• AUSGANGSTEXT:
════════════════
# B: Komplette CPU 416-2 Incl, CPs u.s.w.



## Unimog-HeizeR (19 Juli 2010)

Tach zusammen

Zu Verkaufen:

S7-400 Rack, UR1 (9 Steckplätze)
PS 407, 6ES7 407-0KA01-0AA0
CPU 416-2, 6ES7 416-2XK02-0AB0
2MB Ram, 6ES7 952-1AL00-0AA0
Ethernet CP, 6ES7 443-1EX11-0XE0
Phoenix Interbusanschaltung (die "neuere" mit Ehernet-Port)
IBS S7 400 ETH DSC I-T
Order No. 27 31 102
Inkl. Flash Card und, Interbus SubD auf LWL Adapter

Komplettpreis: 1500 Euro Netto, inkl. 1 Jahr Gewährleistung.

Gruß
Timo


----------



## demmy86 (19 Juli 2010)

hi,
was soll die ethernet cp denn einzeln kosten?
mfg demmy


----------



## Unimog-HeizeR (20 Juli 2010)

demmy86 schrieb:


> hi,
> was soll die ethernet cp denn einzeln kosten?
> mfg demmy



Das Überlege ich mir noch die nächsten tage...
Oder so: Was wäre Dir der CP wert?
Und vor allem: Welchen meinst du eigentlich?

Gruß
Timo


----------



## Unimog-HeizeR (5 Januar 2011)

Wegen Änderung nochmal Hochgeholt. 

Neuer Preis inkl. 1 Jahr Gewährleistung und Rechnung 1500 Euro.

Bin gerade dabei, einen Webshop und eine ausführliche Liste mit Lieferbarem Material aufzustellen, aber das dauert wohl noch ein bisschen.
════════════════
[Daten zur Koordinatenbeschriftung]
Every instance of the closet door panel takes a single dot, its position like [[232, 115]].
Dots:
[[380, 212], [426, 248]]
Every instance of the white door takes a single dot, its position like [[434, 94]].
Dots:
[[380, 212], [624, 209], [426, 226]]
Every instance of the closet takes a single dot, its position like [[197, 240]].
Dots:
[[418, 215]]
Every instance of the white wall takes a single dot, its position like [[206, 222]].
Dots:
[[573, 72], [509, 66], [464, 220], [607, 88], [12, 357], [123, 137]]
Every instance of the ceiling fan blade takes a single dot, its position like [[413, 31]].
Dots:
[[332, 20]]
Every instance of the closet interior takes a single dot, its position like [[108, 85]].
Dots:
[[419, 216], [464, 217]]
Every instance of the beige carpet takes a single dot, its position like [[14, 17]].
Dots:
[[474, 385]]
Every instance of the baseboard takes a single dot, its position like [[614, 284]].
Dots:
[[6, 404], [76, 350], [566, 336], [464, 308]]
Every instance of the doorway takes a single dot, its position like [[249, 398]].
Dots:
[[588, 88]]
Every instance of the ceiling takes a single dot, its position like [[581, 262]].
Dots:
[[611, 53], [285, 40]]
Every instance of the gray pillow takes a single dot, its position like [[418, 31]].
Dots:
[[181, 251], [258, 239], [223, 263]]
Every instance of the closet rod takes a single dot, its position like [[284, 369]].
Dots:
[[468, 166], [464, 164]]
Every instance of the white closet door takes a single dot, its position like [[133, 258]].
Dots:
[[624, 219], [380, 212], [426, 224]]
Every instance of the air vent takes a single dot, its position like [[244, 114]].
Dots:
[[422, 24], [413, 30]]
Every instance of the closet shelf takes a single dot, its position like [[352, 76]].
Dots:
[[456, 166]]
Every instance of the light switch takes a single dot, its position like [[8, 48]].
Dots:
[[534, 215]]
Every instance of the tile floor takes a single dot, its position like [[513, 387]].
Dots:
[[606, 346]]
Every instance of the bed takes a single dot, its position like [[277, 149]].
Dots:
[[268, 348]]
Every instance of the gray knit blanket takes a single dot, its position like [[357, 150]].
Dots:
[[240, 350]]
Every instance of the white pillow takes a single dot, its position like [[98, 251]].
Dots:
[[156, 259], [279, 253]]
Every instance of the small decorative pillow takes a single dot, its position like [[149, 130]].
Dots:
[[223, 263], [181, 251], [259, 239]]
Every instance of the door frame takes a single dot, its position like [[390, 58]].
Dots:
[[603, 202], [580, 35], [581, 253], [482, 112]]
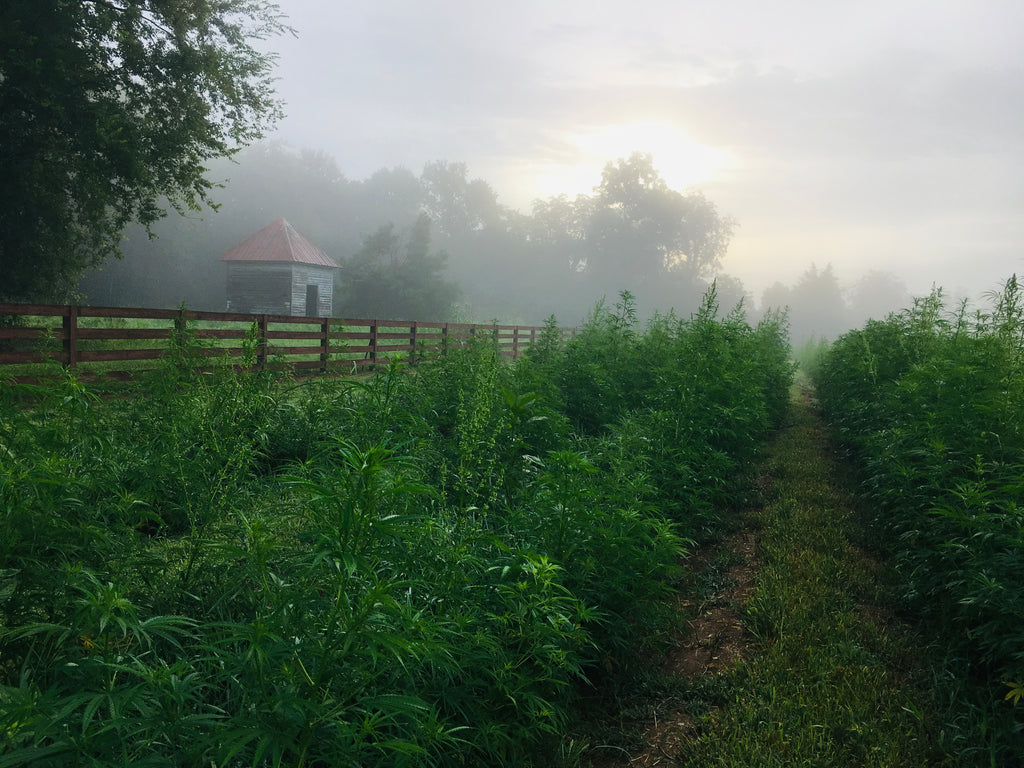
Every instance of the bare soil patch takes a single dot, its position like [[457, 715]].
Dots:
[[712, 641]]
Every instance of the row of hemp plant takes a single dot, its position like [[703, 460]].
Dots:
[[422, 568], [930, 404]]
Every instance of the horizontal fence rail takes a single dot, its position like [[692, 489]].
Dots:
[[101, 340]]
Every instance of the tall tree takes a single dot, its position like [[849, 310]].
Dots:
[[109, 112], [393, 275], [641, 229]]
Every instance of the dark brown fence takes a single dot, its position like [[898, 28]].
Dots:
[[101, 340]]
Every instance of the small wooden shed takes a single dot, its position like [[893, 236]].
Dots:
[[279, 270]]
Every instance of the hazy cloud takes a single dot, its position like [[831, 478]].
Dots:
[[868, 134]]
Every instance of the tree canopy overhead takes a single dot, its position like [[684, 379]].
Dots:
[[108, 108]]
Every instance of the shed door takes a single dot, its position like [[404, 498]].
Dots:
[[312, 301]]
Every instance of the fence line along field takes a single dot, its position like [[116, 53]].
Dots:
[[102, 339]]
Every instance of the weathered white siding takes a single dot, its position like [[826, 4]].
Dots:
[[275, 288]]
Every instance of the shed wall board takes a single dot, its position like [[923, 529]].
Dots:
[[278, 288], [259, 289]]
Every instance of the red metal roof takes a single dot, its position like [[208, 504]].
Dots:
[[279, 241]]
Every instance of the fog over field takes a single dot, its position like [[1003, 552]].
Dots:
[[871, 135]]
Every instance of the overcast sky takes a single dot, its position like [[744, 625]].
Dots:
[[877, 134]]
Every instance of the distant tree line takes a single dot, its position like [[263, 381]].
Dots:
[[437, 244]]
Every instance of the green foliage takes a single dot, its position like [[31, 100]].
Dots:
[[109, 109], [930, 403], [425, 567]]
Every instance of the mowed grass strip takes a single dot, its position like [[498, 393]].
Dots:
[[836, 679]]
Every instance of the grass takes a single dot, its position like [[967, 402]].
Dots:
[[835, 680], [403, 570]]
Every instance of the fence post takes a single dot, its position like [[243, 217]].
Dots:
[[261, 342], [325, 343], [373, 345], [70, 323]]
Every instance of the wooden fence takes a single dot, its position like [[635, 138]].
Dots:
[[101, 340]]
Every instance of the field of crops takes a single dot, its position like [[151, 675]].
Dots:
[[929, 406], [427, 567]]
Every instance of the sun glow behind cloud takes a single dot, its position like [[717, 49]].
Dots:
[[680, 161]]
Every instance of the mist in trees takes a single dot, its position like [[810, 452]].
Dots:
[[438, 244], [820, 306], [109, 115]]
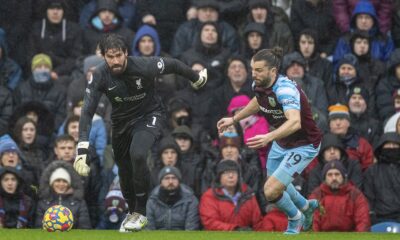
════════════════
• ZIEL DER ÜBUNG:
Beantworte anhand des Forenthreads zum Verkauf der CPU 416-2 diese Fragen:
(a) Wie viele Steckplätze hat das angebotene S7-400 Rack?
(b) Nach dem Einzelpreis welches Bauteils fragt demmy86?
(c) Was stellt Unimog-HeizeR laut dem Beitrag vom 5. Januar 2011 gerade auf?

• ENDERGEBNIS:
(a) 9 Steckplätze
(b) Nach dem Ethernet CP
(c) Einen Webshop und eine ausführliche Liste mit lieferbarem Material